===== Task material =====

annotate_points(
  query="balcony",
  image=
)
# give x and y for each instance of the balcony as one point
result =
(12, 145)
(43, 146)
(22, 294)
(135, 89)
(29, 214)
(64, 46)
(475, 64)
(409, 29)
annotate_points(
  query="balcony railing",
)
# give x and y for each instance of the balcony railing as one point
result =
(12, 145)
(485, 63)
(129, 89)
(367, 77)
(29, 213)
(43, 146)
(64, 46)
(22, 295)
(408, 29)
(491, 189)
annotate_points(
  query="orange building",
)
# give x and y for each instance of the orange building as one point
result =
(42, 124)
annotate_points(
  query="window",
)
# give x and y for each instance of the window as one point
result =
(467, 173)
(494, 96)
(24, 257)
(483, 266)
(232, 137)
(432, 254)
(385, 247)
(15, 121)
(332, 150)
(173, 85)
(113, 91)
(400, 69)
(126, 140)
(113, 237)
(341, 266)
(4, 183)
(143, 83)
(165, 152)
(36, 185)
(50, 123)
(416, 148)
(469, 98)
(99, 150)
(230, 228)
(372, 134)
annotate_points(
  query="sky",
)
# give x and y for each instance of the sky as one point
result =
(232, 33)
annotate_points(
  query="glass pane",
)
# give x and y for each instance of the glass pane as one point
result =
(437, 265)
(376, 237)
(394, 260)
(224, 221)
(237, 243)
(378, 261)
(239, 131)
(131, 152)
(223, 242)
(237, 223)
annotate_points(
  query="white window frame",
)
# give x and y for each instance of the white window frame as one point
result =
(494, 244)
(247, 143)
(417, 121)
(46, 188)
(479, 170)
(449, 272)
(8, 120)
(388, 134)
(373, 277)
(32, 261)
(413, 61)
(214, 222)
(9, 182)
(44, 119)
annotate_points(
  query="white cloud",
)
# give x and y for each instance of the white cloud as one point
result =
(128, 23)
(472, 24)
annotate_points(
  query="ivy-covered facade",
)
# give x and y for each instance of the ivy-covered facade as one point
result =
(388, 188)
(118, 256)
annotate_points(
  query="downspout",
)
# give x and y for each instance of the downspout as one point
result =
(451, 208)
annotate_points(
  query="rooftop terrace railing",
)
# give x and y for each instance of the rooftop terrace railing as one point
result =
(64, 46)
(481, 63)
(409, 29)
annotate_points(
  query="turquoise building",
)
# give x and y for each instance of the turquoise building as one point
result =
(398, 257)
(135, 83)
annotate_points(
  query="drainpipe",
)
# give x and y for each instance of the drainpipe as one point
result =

=====

__What is needed__
Send back every line of the listing above exactly.

__Exercise output__
annotate_points(
  query="balcony",
  image=
)
# give x and y for each instance of the balcony as one point
result =
(12, 145)
(43, 146)
(22, 294)
(135, 89)
(29, 214)
(64, 46)
(475, 64)
(409, 29)
annotate_points(
  query="balcony railing",
)
# give x and y for each instance of the balcony railing as one point
result =
(12, 145)
(485, 63)
(129, 89)
(367, 77)
(29, 213)
(43, 146)
(64, 46)
(22, 295)
(408, 29)
(491, 189)
annotate_points(
  query="orange building",
)
# give x and y for each instance of the orange building as one point
result =
(42, 124)
annotate_points(
  query="window",
)
# give x and y for each instance of the window as one point
result =
(467, 173)
(494, 96)
(24, 257)
(483, 266)
(232, 137)
(432, 254)
(385, 247)
(15, 121)
(332, 150)
(173, 85)
(113, 91)
(400, 69)
(126, 140)
(113, 237)
(341, 266)
(4, 183)
(143, 83)
(165, 152)
(36, 185)
(50, 123)
(416, 148)
(469, 98)
(99, 150)
(230, 228)
(372, 134)
annotate_points(
  query="sky",
)
# give x and y for each instance of the sky as one point
result =
(232, 33)
annotate_points(
  query="glass pane",
)
# give x and y for each instance of the glass pane as one point
result =
(437, 265)
(376, 237)
(394, 260)
(224, 221)
(237, 243)
(378, 261)
(239, 131)
(131, 152)
(223, 242)
(237, 223)
annotate_points(
  query="white window frame",
)
# give x and y for each instance of the white window frame as one point
result =
(494, 244)
(247, 143)
(417, 121)
(46, 188)
(479, 170)
(449, 272)
(8, 120)
(388, 134)
(373, 277)
(32, 261)
(413, 61)
(214, 222)
(9, 182)
(44, 119)
annotate_points(
  query="white cloud",
)
# give x and y for each instance of the white cloud as one point
result =
(128, 23)
(472, 24)
annotate_points(
  query="ivy-covered facade",
)
# give x and y for each instance of the ivy-covered facade as one point
result =
(388, 188)
(118, 256)
annotate_points(
  query="downspout",
)
# give x and y for each instance of the downspout as one point
result =
(451, 208)
annotate_points(
  query="rooftop terrace railing",
)
# give x and y for each instance of the rooftop terrace railing as one point
result =
(64, 46)
(481, 63)
(409, 29)
annotate_points(
  query="turquoise building",
)
# give x and y for each instance of the turquoise building as one point
result =
(398, 257)
(135, 83)
annotate_points(
  query="drainpipe",
)
# give x and y for each instance of the drainpipe as one point
result =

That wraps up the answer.